◆ **TASK GOAL**:
Please copy every line of the rows, starting with the line containing "Category: man's nose" and ending with the last row, multiplying each coordinate in the points by 1.6 and rounding it to a whole number (halves round up), and leaving all other lines unchanged.

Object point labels
## start
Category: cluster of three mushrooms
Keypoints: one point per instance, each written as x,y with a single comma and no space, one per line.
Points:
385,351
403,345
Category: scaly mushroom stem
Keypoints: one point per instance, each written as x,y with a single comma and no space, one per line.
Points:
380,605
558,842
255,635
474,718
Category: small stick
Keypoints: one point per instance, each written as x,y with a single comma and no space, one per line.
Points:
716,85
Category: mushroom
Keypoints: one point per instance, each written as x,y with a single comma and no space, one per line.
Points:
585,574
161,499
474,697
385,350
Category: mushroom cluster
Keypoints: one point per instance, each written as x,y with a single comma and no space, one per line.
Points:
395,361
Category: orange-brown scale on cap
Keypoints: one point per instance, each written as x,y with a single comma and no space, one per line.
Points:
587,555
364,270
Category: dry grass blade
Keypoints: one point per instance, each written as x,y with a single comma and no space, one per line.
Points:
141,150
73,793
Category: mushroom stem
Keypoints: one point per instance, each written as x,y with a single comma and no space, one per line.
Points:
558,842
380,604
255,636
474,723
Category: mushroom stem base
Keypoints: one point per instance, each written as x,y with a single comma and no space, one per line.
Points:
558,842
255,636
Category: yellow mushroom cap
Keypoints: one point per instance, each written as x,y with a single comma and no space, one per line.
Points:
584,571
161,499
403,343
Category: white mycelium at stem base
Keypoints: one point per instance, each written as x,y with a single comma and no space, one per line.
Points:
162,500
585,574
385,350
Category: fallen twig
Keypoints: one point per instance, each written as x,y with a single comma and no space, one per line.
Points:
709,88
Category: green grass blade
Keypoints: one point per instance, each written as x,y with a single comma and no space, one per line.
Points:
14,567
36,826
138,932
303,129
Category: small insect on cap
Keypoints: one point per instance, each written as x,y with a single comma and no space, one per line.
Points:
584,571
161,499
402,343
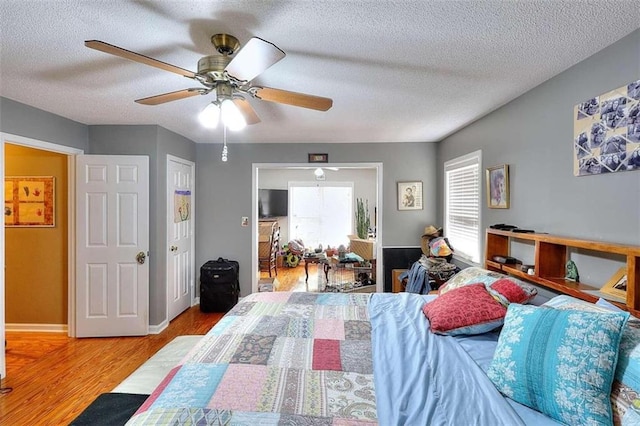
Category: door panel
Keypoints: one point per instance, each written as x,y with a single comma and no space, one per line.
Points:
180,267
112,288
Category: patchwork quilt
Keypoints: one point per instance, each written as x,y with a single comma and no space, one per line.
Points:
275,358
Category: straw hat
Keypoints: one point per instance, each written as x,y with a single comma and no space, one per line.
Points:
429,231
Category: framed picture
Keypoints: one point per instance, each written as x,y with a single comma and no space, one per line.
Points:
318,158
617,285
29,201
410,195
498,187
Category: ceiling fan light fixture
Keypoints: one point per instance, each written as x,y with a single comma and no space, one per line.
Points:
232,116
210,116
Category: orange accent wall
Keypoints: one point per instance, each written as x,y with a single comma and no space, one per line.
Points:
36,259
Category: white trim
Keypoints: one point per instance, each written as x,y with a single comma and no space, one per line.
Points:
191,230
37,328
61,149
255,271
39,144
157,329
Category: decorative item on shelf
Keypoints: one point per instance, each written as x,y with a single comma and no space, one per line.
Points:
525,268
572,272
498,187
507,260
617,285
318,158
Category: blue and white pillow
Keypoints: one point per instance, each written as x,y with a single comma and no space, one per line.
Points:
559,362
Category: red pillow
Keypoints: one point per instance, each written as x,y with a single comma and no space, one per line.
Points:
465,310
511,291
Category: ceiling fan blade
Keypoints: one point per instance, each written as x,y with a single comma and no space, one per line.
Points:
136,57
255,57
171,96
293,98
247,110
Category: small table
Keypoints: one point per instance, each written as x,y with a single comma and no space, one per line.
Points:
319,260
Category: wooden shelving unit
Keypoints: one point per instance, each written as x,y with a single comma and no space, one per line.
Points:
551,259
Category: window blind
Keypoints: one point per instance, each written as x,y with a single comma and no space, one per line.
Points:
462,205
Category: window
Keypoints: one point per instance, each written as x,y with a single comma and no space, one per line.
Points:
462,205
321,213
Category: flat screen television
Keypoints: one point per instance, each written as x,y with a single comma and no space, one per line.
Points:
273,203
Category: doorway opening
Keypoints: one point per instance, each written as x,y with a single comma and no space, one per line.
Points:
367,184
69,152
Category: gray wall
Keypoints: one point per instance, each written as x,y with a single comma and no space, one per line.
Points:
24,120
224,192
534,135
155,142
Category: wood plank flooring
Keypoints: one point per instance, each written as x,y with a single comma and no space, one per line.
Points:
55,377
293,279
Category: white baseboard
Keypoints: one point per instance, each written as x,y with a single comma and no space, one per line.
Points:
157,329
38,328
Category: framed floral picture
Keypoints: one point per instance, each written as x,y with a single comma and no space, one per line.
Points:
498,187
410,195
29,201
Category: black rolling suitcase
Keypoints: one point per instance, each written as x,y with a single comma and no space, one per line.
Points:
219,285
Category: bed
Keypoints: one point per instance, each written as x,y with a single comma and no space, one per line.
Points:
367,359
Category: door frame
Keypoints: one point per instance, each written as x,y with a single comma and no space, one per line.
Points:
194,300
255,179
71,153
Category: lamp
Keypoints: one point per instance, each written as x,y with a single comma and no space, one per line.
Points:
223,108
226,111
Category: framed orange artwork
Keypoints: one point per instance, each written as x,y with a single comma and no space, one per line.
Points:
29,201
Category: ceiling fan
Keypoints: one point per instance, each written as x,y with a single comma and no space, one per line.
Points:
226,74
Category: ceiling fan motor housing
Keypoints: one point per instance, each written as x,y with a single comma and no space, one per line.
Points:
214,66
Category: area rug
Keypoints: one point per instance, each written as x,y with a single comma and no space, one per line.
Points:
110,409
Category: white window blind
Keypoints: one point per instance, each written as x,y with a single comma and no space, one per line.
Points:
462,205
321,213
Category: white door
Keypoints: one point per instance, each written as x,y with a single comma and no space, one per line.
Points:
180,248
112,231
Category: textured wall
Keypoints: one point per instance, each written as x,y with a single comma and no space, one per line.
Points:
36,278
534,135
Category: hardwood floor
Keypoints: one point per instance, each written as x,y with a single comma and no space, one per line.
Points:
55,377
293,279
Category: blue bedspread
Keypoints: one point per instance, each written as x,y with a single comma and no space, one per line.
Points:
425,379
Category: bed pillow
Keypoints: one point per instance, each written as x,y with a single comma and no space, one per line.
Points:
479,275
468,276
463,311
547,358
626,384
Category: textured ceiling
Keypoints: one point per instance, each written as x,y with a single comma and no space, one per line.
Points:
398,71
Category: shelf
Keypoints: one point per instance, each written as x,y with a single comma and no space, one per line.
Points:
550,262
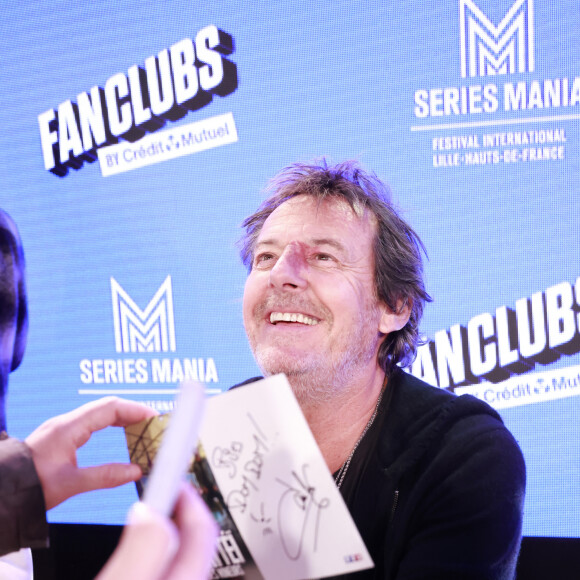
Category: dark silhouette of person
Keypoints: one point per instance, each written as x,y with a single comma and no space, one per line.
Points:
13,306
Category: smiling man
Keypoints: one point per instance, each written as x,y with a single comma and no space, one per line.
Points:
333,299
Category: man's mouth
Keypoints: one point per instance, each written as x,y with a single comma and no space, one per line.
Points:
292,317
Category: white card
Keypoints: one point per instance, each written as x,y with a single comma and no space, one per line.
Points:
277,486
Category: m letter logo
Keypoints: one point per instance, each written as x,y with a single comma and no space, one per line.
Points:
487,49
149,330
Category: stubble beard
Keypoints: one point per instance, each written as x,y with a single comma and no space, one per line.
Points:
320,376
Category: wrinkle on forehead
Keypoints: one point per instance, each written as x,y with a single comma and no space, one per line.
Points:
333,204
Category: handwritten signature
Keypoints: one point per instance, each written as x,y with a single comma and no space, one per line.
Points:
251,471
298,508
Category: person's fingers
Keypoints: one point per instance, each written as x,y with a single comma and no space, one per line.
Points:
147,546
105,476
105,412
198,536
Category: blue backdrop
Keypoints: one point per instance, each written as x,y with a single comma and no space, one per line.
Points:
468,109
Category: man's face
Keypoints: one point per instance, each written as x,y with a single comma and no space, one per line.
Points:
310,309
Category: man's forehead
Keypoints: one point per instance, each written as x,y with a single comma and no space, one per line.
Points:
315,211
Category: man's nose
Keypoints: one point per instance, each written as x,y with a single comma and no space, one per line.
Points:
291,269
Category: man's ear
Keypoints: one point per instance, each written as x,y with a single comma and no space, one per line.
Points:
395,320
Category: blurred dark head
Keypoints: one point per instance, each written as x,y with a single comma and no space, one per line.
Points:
## end
◆ **COMPLETE RESPONSE**:
Category: man's nose
Keypoints: one point per instance, each written as x,y with a single comma and no space, one per line.
Points:
466,430
Category: man's ear
Keypoints: one point per instance, each written as x,y with a single comma and no space, one per line.
Points:
632,512
Category: blurred dark head
Keypoints: one point per instance, each written as x,y with a single comma and no space, one per line.
Points:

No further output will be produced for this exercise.